EXERCISE DESCRIPTION
Please transcribe all of the material below word for word, leaving the pictures out of your copy.

start RECORDS SHOWN

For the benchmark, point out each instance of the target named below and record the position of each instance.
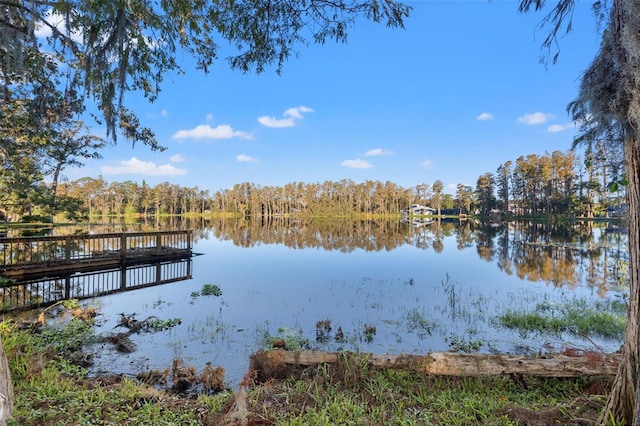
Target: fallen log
(274, 363)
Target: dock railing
(32, 252)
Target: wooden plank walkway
(29, 257)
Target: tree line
(550, 184)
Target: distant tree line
(551, 184)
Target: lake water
(423, 286)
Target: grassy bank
(53, 388)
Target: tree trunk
(273, 363)
(6, 388)
(623, 397)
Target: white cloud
(242, 158)
(205, 131)
(139, 167)
(561, 127)
(357, 164)
(378, 151)
(292, 116)
(533, 118)
(485, 116)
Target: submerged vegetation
(50, 389)
(606, 318)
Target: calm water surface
(418, 298)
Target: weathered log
(459, 364)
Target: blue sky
(452, 96)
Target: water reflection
(292, 274)
(46, 291)
(563, 254)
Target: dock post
(67, 248)
(123, 248)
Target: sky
(452, 96)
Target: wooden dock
(31, 257)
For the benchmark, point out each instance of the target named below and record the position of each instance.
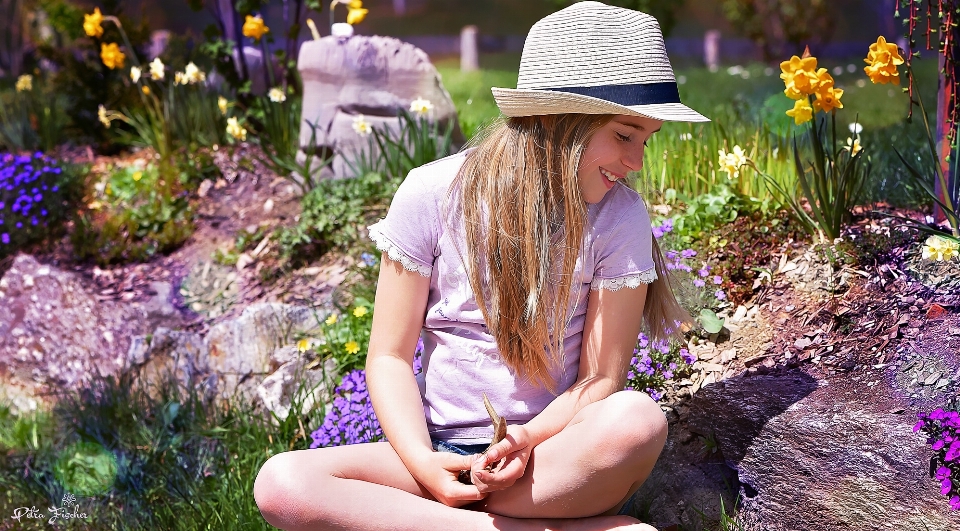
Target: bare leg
(368, 487)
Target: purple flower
(943, 473)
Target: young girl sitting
(527, 266)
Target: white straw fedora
(591, 58)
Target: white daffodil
(853, 145)
(362, 126)
(421, 106)
(156, 69)
(277, 95)
(236, 130)
(731, 162)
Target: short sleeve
(410, 232)
(624, 254)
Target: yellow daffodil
(361, 125)
(102, 116)
(156, 69)
(111, 55)
(801, 112)
(192, 74)
(731, 162)
(236, 130)
(254, 27)
(24, 83)
(91, 23)
(106, 117)
(882, 62)
(799, 76)
(853, 145)
(421, 106)
(828, 97)
(355, 15)
(940, 249)
(277, 95)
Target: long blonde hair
(523, 216)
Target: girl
(527, 267)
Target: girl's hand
(438, 474)
(514, 449)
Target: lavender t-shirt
(460, 357)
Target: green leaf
(710, 322)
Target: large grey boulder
(239, 351)
(344, 77)
(806, 455)
(54, 335)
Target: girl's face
(615, 150)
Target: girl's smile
(615, 150)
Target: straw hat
(592, 58)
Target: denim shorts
(470, 449)
(459, 449)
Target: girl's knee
(276, 489)
(634, 422)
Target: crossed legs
(577, 479)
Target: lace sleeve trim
(397, 255)
(629, 281)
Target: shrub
(654, 364)
(33, 117)
(35, 197)
(137, 212)
(351, 419)
(334, 213)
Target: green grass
(180, 461)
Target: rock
(170, 353)
(365, 75)
(241, 348)
(808, 457)
(278, 390)
(54, 335)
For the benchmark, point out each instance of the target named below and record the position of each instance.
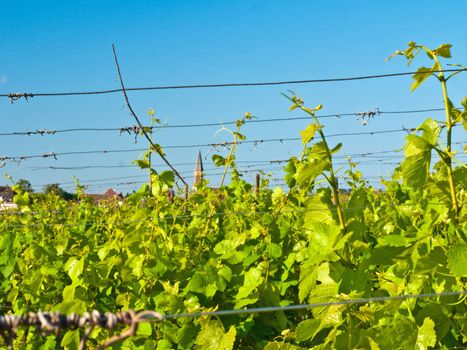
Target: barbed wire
(364, 117)
(269, 309)
(158, 217)
(54, 155)
(26, 95)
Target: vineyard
(240, 248)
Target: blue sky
(66, 46)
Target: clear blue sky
(57, 46)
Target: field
(238, 247)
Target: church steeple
(198, 175)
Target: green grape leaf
(416, 164)
(426, 336)
(443, 50)
(309, 133)
(457, 259)
(307, 329)
(420, 76)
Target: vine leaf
(457, 259)
(426, 336)
(309, 133)
(416, 164)
(307, 329)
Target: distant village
(7, 193)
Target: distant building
(109, 195)
(198, 175)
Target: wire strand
(15, 96)
(135, 129)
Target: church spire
(198, 175)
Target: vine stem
(154, 147)
(332, 178)
(452, 187)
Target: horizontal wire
(272, 161)
(221, 144)
(73, 320)
(15, 96)
(191, 216)
(135, 129)
(268, 309)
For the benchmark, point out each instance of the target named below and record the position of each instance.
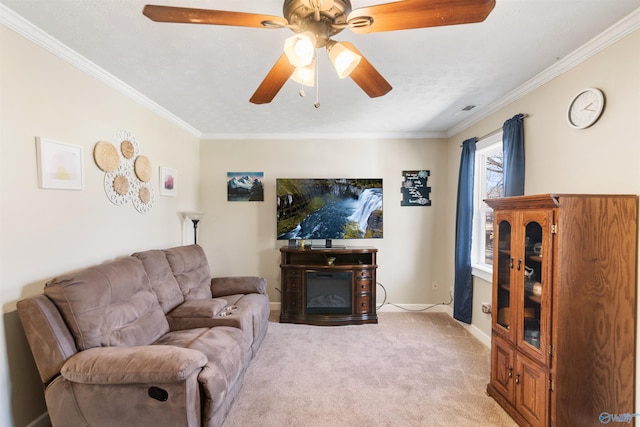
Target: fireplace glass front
(328, 293)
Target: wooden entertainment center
(328, 286)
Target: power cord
(384, 302)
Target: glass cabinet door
(534, 274)
(502, 302)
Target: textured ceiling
(204, 75)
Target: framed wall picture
(245, 186)
(168, 181)
(415, 189)
(59, 165)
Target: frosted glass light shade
(300, 48)
(305, 75)
(343, 59)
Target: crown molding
(619, 30)
(323, 136)
(15, 22)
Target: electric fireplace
(328, 286)
(328, 292)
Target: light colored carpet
(411, 369)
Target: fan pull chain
(317, 103)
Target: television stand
(328, 286)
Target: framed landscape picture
(168, 181)
(59, 165)
(245, 186)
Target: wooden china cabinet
(564, 300)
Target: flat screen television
(336, 208)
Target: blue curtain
(513, 155)
(463, 284)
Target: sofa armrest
(50, 340)
(221, 286)
(133, 365)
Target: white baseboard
(439, 308)
(41, 421)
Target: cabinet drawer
(363, 274)
(293, 285)
(294, 273)
(363, 285)
(363, 303)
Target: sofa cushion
(221, 286)
(228, 356)
(191, 270)
(111, 304)
(199, 308)
(161, 277)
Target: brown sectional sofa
(145, 340)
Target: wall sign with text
(415, 191)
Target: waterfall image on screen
(329, 208)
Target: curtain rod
(493, 132)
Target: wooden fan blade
(367, 77)
(213, 17)
(407, 14)
(276, 78)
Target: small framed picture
(59, 165)
(168, 181)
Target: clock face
(586, 108)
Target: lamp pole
(195, 218)
(195, 230)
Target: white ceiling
(204, 75)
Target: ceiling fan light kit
(343, 59)
(300, 48)
(315, 22)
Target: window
(488, 184)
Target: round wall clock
(585, 108)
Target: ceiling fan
(315, 22)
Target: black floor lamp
(195, 217)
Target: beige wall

end RECORDS SHOWN

RESPONSE TO THE TASK
For the benchmark, point out each instance of the target named below and record the position of each instance.
Target: fallen log
(274, 363)
Target: dock railing
(32, 252)
Target: wooden plank walkway
(29, 257)
Target: tree line
(550, 184)
Target: distant tree line
(551, 184)
Target: lake water
(423, 286)
Target: grassy bank
(53, 388)
Target: tree trunk
(273, 363)
(6, 388)
(623, 397)
Target: white cloud
(242, 158)
(205, 131)
(139, 167)
(561, 127)
(357, 164)
(378, 151)
(292, 116)
(533, 118)
(485, 116)
Target: submerged vegetation
(50, 389)
(606, 318)
Target: calm water surface
(418, 298)
Target: weathered log
(459, 364)
Target: blue sky
(452, 96)
Target: water reflection
(292, 274)
(46, 291)
(563, 254)
Target: dock post
(67, 248)
(123, 248)
Target: sky
(452, 96)
Target: wooden dock
(31, 257)
For the benchmark, point out each instance of the target named below and record the position of each instance.
Target: bare leg
(368, 487)
Target: purple flower
(943, 473)
Target: young girl sitting
(527, 266)
Target: white straw fedora
(591, 58)
Target: white daffodil
(853, 145)
(362, 126)
(421, 106)
(156, 69)
(277, 95)
(236, 130)
(731, 162)
Target: short sleeve
(410, 232)
(624, 254)
Target: yellow daffodil
(361, 125)
(102, 116)
(156, 69)
(111, 55)
(801, 112)
(192, 74)
(731, 162)
(236, 130)
(254, 27)
(24, 83)
(91, 23)
(106, 117)
(882, 62)
(799, 76)
(853, 145)
(421, 106)
(828, 97)
(355, 15)
(940, 249)
(277, 95)
Target: long blonde hair
(523, 216)
Target: girl
(527, 267)
Target: girl's hand
(438, 474)
(514, 449)
Target: lavender t-shirt
(460, 357)
Target: green leaf
(710, 322)
Target: large grey boulder
(239, 351)
(344, 77)
(806, 455)
(54, 335)
Target: girl's face
(615, 150)
Target: girl's smile
(615, 150)
Target: straw hat
(592, 58)
Target: denim shorts
(470, 449)
(459, 449)
Target: girl's knee
(276, 489)
(634, 422)
Target: crossed legs
(577, 479)
Target: lace sleeve trim
(397, 255)
(629, 281)
Target: shrub
(654, 364)
(33, 117)
(35, 197)
(137, 212)
(351, 419)
(334, 213)
Target: green grass
(180, 461)
Target: rock
(170, 353)
(365, 75)
(241, 348)
(808, 457)
(278, 390)
(54, 335)
For the benchmark, point out each instance of the target named below and record the position of each instance.
Target: barbed wire
(364, 117)
(269, 309)
(158, 217)
(54, 155)
(26, 95)
Target: vineyard
(240, 248)
Target: blue sky
(66, 46)
Target: clear blue sky
(57, 46)
Target: field
(238, 247)
Target: church steeple
(198, 175)
Target: green grape leaf
(416, 164)
(426, 336)
(443, 50)
(309, 133)
(457, 259)
(307, 329)
(420, 76)
Target: vine leaf
(457, 259)
(426, 336)
(309, 133)
(416, 164)
(307, 329)
Target: distant village
(7, 193)
Target: distant building
(109, 195)
(198, 175)
Target: wire strand
(15, 96)
(135, 129)
Target: church spire
(198, 175)
Target: vine stem
(154, 147)
(332, 178)
(452, 187)
Target: horizontal wire
(272, 161)
(221, 144)
(73, 320)
(15, 96)
(191, 216)
(135, 129)
(268, 309)
For the benchmark, point out each instance of the target named below and record the position of each instance.
Target: fireplace glass front
(328, 293)
Target: wooden entertainment center
(328, 286)
Target: power cord
(384, 302)
Target: glass cabinet door
(534, 274)
(502, 302)
Target: textured ceiling
(204, 75)
Target: framed wall picture
(245, 186)
(168, 181)
(415, 189)
(59, 165)
Target: frosted glass light shade
(300, 48)
(305, 75)
(343, 59)
Target: crown molding
(619, 30)
(323, 136)
(15, 22)
Target: electric fireplace
(328, 286)
(328, 292)
Target: light colored carpet
(411, 369)
Target: fan pull chain
(317, 103)
Target: television stand
(328, 286)
Target: framed landscape picture
(168, 181)
(59, 165)
(245, 186)
Target: wooden china cabinet
(564, 300)
Target: flat screen television
(336, 208)
Target: blue curtain
(513, 155)
(463, 284)
Target: sofa armrest
(50, 340)
(221, 286)
(133, 365)
Target: white baseboard
(439, 308)
(41, 421)
Target: cabinet drawer
(363, 274)
(293, 285)
(294, 273)
(363, 285)
(363, 303)
Target: sofa cushion
(221, 286)
(228, 356)
(191, 270)
(111, 304)
(199, 308)
(161, 277)
Target: brown sectional sofa
(145, 340)
Target: wall sign with text
(415, 191)
Target: waterfall image on screen
(329, 208)
Target: curtain rod
(493, 132)
Target: wooden fan blade
(367, 77)
(213, 17)
(407, 14)
(276, 78)
Target: small framed picture
(59, 165)
(168, 181)
Target: clock face
(586, 108)
Target: lamp pole
(195, 218)
(195, 230)
Target: white ceiling
(204, 75)
Target: ceiling fan light kit
(343, 59)
(300, 48)
(315, 22)
Target: window
(488, 184)
Target: round wall clock
(585, 108)
Target: ceiling fan
(315, 22)
Target: black floor lamp
(195, 217)
Target: beige wall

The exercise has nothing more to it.